## PAGE TEXT
○ ○ ○ ○ ○

Retinitis pigmentosa is not a single medical condition. Instead it comprises several genetic diseases, all of which eventually cause partial or complete loss of vision. The progression of the disorder is characterized by gradual vision loss that first occurs in the form of tunnel vision and then is completely lost. Most patients are declared legally blind in their 40s or 50s. Fortunately, not all the patients will lose their sight. Sometimes some sight is retained. The amount of damage to the retina is practically individual.
Retinitis Pigmentosa is a Genetic Disorder
This is a genetic disorder, to be more precise progressive retinal dystrophy that triggers abnormalities of the retinal photoreceptors and the very retinal pigment epithelium, causing progressive loss of vision. Both rods and cones of the retina are affected. Initially damage to these cells leads to problems seeing in the dark (night blindness) which progresses into tunnel vision (loss of peripheral vision) and finally results in complete loss of vision.
The condition is blamed for specific rod-cone dystrophy in the form of apoptosis (programmed cell death). In the majority of cases rods are predominantly affected by this process. It is possible that genetic defects initiate damage to retinal pigment epithelium and cone photoreceptors as well. There are many genetic mutations associated with the condition and practically they determine what part of the retina will be affected and to what extent.
All in all, damage to the retina is experienced in the form of decreased vision at night, progressive loss of peripheral vision which makes patients feel as if they were looking through a tunnel and only in advanced cases they experience loss of central vision and end up completely blind.
Medical and Surgical Treatment for Retinitis Pigmentosa
Retinitis pigmentosa can be treated conservatively and surgically. Even though the available therapies are limited, most doctors emphasize that they can actually help patients and at least decelerate progression of the disease.
First of all, patients suffering from retinitis pigmentosa are due to have annual examinations. They routinely undergo visual filed testing. Every 5 years such patients are supposed to undergo ERG evaluations as well. Many times the exams show minimal changes in the vision which is encouraging and gives patients strength to move further with they lives feeling less disabled. Also, since there are many new treatments for various diseases emerging almost all the time, regular visits to the doctor will provide patients with information about clinical trials and new treatments available.

○ ○ ○ ○ ○

## TASK DESCRIPTION
Reproduce the retinitis pigmentosa text word for word, beginning at "First of all, patients" and stopping after "new treatments available.".

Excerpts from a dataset

○ ○ ○ ○ ○

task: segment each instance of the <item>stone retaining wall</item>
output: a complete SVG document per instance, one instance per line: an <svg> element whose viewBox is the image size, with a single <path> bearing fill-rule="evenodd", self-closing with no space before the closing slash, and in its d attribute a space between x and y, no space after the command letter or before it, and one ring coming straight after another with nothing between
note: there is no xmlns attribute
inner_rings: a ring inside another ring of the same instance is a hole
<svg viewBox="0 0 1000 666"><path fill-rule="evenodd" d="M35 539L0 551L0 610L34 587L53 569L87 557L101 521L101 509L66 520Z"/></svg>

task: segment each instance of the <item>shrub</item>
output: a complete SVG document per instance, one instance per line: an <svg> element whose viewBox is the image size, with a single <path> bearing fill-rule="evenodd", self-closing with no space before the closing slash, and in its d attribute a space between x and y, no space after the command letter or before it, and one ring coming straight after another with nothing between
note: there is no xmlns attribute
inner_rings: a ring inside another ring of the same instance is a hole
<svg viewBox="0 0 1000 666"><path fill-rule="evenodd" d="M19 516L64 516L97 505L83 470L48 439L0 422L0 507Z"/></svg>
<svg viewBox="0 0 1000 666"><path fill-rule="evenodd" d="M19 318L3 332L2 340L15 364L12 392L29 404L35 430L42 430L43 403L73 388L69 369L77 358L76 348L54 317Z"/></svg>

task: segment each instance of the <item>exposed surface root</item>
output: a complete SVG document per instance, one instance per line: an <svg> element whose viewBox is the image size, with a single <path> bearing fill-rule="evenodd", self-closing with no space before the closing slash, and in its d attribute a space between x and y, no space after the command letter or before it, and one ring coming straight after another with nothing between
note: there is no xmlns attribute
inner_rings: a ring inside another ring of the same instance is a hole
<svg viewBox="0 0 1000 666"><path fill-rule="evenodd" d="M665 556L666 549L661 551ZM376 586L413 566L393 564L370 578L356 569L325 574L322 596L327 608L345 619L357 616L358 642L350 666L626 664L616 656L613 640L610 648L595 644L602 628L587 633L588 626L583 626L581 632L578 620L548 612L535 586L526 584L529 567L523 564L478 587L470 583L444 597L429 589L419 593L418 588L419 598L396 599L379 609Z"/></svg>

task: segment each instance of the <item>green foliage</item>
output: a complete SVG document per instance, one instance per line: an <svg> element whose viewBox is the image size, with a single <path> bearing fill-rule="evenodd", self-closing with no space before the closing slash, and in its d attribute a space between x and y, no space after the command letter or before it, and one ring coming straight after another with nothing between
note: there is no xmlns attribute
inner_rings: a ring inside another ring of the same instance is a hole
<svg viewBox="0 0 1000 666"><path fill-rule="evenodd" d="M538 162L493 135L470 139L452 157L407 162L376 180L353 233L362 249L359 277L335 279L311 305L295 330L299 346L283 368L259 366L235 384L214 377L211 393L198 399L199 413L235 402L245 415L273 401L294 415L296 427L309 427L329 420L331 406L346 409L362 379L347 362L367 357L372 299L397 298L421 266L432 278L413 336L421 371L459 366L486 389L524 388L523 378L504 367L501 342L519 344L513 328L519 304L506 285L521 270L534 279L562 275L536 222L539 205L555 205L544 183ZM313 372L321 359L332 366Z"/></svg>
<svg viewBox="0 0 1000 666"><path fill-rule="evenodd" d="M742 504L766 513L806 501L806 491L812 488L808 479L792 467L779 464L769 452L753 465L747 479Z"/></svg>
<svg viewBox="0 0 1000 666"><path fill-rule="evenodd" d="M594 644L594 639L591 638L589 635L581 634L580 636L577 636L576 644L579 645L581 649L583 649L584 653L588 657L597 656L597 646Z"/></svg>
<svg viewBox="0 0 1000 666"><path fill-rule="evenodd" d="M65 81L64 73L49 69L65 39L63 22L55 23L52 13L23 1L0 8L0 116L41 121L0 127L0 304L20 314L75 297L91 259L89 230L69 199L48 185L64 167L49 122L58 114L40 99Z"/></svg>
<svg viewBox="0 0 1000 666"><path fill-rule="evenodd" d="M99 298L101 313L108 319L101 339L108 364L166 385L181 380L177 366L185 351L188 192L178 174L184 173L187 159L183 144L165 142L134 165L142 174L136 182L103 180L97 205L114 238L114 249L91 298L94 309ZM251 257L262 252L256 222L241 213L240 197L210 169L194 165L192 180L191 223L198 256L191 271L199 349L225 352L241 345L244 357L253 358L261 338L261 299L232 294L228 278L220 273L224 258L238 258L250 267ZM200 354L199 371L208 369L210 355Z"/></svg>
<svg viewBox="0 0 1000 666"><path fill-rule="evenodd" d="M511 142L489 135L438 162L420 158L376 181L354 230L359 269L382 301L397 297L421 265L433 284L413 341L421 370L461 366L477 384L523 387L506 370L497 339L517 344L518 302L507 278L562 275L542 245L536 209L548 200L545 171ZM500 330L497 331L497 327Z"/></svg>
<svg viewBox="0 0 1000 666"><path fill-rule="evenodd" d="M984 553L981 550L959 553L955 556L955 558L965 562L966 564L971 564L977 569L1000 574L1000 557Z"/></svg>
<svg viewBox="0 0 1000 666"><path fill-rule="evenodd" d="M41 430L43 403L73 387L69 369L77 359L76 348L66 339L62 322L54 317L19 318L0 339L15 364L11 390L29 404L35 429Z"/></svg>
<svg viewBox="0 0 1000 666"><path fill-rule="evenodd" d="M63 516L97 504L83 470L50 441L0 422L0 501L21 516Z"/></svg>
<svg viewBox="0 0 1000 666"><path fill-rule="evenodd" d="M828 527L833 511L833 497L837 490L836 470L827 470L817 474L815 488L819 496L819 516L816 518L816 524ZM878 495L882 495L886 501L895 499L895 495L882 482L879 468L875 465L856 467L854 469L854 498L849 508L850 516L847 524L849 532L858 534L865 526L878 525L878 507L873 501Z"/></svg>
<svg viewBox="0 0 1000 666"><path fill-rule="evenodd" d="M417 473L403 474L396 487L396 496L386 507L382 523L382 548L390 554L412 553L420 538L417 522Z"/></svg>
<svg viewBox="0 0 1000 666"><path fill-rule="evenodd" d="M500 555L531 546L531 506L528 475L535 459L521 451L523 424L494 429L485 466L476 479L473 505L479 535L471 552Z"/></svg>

○ ○ ○ ○ ○

## SOLUTION TO THE PROBLEM
First of all, patients suffering from retinitis pigmentosa are due to have annual examinations. They routinely undergo visual filed testing. Every 5 years such patients are supposed to undergo ERG evaluations as well. Many times the exams show minimal changes in the vision which is encouraging and gives patients strength to move further with they lives feeling less disabled. Also, since there are many new treatments for various diseases emerging almost all the time, regular visits to the doctor will provide patients with information about clinical trials and new treatments available.